SOURCE:

▼

Passages branch off left and right all along the Great north road and lead to places like "Magazine ramp", "Green Lane Magazine", "Peterboro chambers" and the Cold war "COMCEN" comms bunker.






Well that will do for the GNR, thanks for looking and a big thanks to the Guys who sorted the trip out and our MOD guide.
All comments are most welcome.
there are a few more pictures on my FlickR site so head over too:-
https://www.flickr.com/photos/newage2/albums/72157666201746276

Cheers Newage


----------



## night crawler (Mar 22, 2016)

Looks like you have been on Holiday, nice shots


----------



## flyboys90 (Mar 22, 2016)

Amazing set of tunnels!Great job of photographing them.


----------



## krela (Mar 23, 2016)

Interesting, thanks!


----------



## fluffy5518 (Mar 24, 2016)

That is incredible !! Some massive tunnels and stacks of abandonment-what a place !! Imagine being a kid (or explorer)born in Gibraltar !! Loving the British place names as well - bet you didnt find a Didcot ! The electrical installation at Durham Adit looks BRAND new - whats that about ?


----------



## Newage (Mar 24, 2016)

The tunnels are still in use by the MOD, they use the tunnels for training troops, the other way 
Is called Fosse way and it leads to a very restricted area, we did have permission to visit said
Location but it was cancelled at short notice.

Cheers newage


----------

▲

WORK TO COMPLETE:
Please answer these questions from the tunnels forum thread:
1. Which Cold War site can be reached by a passage off the Great north road?
2. According to Newage's reply, what does the MOD use the tunnels for?
3. What is the name of the way that leads to a very restricted area?
The material after this point is separate from the forum thread.

STORED DATA:
▼

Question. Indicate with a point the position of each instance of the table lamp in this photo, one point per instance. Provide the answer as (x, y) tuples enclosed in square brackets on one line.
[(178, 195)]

▲

EXERCISE ANSWER:
1. The "COMCEN" comms bunker.
2. Training troops.
3. Fosse way.